§ **Direction a**
In the distributed file system text below, what are the answers to these?
(i) At which companies does it say these principles are essential for data engineering roles?
(ii) How large is each file the system must store?
(iii) What scale does it give as a non-functional requirement?

§ **Text extract**
------------------------------------

System Design Interview: Design a Distributed File System (HDFS/GFS)
Distributed file systems are foundational infrastructure, powering big data processing, cloud storage, and ML training pipelines. Understanding HDFS and Google File System (GFS) principles is essential for data engineering roles at Google, Meta, Amazon, Databricks, and Netflix. This design is also the foundation for Dropbox/Google Drive.
Requirements Clarification
Functional Requirements
- Store large files (gigabytes to terabytes each)
- Read and write files sequentially (streaming, not random access)
- Replicate files for fault tolerance
- Automatic recovery when nodes fail
- Namespace operations: create, delete, rename, list directory
Non-Functional Requirements
- Scale: petabytes of data across thousands of machines
- Fault tolerance: automatic re-replication when nodes fail
- High throughput for sequential reads/writes (not low latency)

------------------------------------

§ **Direction b**
Can you copy the whole listing below word for word, leaving out the pictures?

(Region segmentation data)
------------------------------------

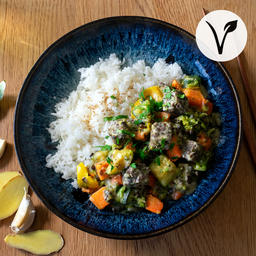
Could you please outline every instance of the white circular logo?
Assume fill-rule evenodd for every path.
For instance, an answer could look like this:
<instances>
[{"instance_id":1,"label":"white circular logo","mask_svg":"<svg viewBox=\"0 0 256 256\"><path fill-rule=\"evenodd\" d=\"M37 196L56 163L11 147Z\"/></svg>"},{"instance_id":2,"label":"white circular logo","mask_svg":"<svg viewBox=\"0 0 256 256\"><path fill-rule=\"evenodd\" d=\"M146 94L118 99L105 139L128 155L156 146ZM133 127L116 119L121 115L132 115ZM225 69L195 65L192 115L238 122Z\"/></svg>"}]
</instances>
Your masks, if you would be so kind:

------------------------------------

§ **Written reply a**
(i) Google, Meta, Amazon, Databricks, and Netflix
(ii) Gigabytes to terabytes each
(iii) Petabytes of data across thousands of machines

§ **Written reply b**
Could you please outline every instance of the white circular logo?
Assume fill-rule evenodd for every path.
For instance, an answer could look like this:
<instances>
[{"instance_id":1,"label":"white circular logo","mask_svg":"<svg viewBox=\"0 0 256 256\"><path fill-rule=\"evenodd\" d=\"M37 196L56 163L11 147Z\"/></svg>"},{"instance_id":2,"label":"white circular logo","mask_svg":"<svg viewBox=\"0 0 256 256\"><path fill-rule=\"evenodd\" d=\"M146 94L118 99L105 139L128 155L156 146ZM133 127L116 119L121 115L132 115ZM225 69L195 65L192 115L238 122Z\"/></svg>"}]
</instances>
Your masks, if you would be so kind:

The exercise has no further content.